To be done →
Rewrite all of the records below with every "locate" changed to "mark", leaving everything else unchanged.

## START

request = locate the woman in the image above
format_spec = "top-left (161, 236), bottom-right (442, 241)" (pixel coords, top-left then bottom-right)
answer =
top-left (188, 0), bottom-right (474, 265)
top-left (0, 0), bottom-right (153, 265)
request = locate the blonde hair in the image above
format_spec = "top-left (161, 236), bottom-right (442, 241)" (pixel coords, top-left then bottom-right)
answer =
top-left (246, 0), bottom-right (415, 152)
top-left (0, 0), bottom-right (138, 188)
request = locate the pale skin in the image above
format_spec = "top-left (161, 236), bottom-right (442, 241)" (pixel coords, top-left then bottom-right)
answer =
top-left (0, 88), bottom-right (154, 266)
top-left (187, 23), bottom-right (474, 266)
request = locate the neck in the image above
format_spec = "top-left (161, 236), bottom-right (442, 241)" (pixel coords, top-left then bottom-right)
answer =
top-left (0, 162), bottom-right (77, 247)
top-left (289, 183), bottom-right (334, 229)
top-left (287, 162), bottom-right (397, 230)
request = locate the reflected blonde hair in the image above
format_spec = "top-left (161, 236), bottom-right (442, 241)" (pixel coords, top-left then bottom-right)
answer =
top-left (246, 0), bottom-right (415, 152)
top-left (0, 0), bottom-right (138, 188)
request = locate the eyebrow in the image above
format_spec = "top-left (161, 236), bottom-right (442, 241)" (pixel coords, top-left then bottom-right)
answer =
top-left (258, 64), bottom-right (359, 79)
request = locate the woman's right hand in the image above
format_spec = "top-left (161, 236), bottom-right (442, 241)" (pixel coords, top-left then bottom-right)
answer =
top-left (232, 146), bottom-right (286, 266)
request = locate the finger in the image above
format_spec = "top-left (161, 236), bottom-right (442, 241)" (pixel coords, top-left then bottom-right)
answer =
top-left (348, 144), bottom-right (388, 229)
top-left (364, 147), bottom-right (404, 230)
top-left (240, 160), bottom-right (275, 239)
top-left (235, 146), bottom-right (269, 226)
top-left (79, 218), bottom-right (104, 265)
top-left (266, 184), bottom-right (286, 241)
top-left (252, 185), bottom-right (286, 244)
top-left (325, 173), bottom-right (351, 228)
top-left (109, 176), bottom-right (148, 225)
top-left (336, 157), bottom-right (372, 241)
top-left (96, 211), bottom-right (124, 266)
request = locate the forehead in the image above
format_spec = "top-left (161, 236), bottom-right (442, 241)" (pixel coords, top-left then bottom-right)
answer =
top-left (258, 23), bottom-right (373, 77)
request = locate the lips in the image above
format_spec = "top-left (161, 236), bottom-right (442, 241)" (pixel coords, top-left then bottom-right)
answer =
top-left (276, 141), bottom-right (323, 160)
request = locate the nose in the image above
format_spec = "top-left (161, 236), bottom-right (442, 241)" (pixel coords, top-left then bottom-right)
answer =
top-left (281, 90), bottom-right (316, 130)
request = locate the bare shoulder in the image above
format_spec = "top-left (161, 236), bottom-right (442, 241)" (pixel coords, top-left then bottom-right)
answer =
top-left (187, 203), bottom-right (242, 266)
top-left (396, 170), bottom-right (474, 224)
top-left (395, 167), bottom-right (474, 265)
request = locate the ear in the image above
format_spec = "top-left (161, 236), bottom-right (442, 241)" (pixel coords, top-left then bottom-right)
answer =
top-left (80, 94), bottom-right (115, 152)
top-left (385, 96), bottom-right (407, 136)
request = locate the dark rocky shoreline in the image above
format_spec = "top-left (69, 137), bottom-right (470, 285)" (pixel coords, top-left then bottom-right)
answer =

## END

Written answer →
request = mark the woman in the image above
format_spec = "top-left (161, 236), bottom-right (442, 241)" (pixel coords, top-left then bottom-right)
answer =
top-left (188, 0), bottom-right (474, 265)
top-left (0, 0), bottom-right (153, 265)
request = mark the blonde hair in the image above
format_spec = "top-left (161, 236), bottom-right (442, 241)" (pixel coords, top-left then bottom-right)
answer =
top-left (246, 0), bottom-right (415, 152)
top-left (0, 0), bottom-right (138, 188)
request = mark the pale skin in the image above
format_spec = "top-left (161, 236), bottom-right (442, 241)" (pixel coords, top-left then bottom-right)
answer =
top-left (0, 88), bottom-right (154, 266)
top-left (187, 23), bottom-right (474, 266)
request = mark the neck in the image above
format_spec = "top-left (161, 236), bottom-right (442, 241)" (pixel coords, top-left then bottom-right)
answer =
top-left (0, 162), bottom-right (77, 247)
top-left (289, 183), bottom-right (334, 229)
top-left (287, 162), bottom-right (397, 230)
request = mark the reflected blonde hair in the image above
format_spec = "top-left (161, 236), bottom-right (442, 241)" (pixel coords, top-left then bottom-right)
answer =
top-left (246, 0), bottom-right (415, 152)
top-left (0, 0), bottom-right (138, 188)
request = mark the eyebrow in the image above
format_spec = "top-left (161, 236), bottom-right (442, 241)" (pixel coords, top-left then bottom-right)
answer =
top-left (258, 64), bottom-right (359, 79)
request = mark the woman's right hand in the image above
format_spec = "top-left (161, 236), bottom-right (442, 241)" (pixel coords, top-left then bottom-right)
answer =
top-left (232, 146), bottom-right (286, 266)
request = mark the finger in the image above
format_spec = "top-left (161, 236), bottom-right (442, 241)" (pixel coords, top-left then bottom-right)
answer =
top-left (348, 144), bottom-right (388, 229)
top-left (364, 147), bottom-right (404, 230)
top-left (240, 160), bottom-right (275, 239)
top-left (235, 146), bottom-right (269, 226)
top-left (79, 218), bottom-right (104, 265)
top-left (266, 184), bottom-right (286, 241)
top-left (252, 185), bottom-right (286, 244)
top-left (325, 173), bottom-right (351, 228)
top-left (109, 176), bottom-right (148, 225)
top-left (336, 157), bottom-right (372, 241)
top-left (96, 211), bottom-right (124, 266)
request = mark the forehead in the image above
format_spec = "top-left (161, 236), bottom-right (442, 241)" (pixel coords, top-left then bottom-right)
answer =
top-left (258, 23), bottom-right (373, 77)
request = mark the lips in the image above
format_spec = "top-left (161, 236), bottom-right (442, 241)" (pixel coords, top-left then bottom-right)
answer =
top-left (276, 141), bottom-right (323, 160)
request = mark the nose in the image above
format_spec = "top-left (161, 236), bottom-right (442, 241)" (pixel coords, top-left then bottom-right)
answer =
top-left (281, 90), bottom-right (316, 130)
request = mark the bare shoulder in the image above
format_spec = "top-left (161, 236), bottom-right (442, 241)" (pixel coords, top-left then bottom-right)
answer =
top-left (187, 203), bottom-right (242, 266)
top-left (396, 170), bottom-right (474, 224)
top-left (395, 167), bottom-right (474, 265)
request = mark the ear in the image above
format_spec = "top-left (161, 236), bottom-right (442, 241)" (pixel coords, top-left then bottom-right)
answer =
top-left (80, 94), bottom-right (115, 152)
top-left (385, 96), bottom-right (407, 136)
request = mark the dark rocky shoreline in the image above
format_spec = "top-left (69, 137), bottom-right (470, 285)" (pixel coords, top-left then bottom-right)
answer =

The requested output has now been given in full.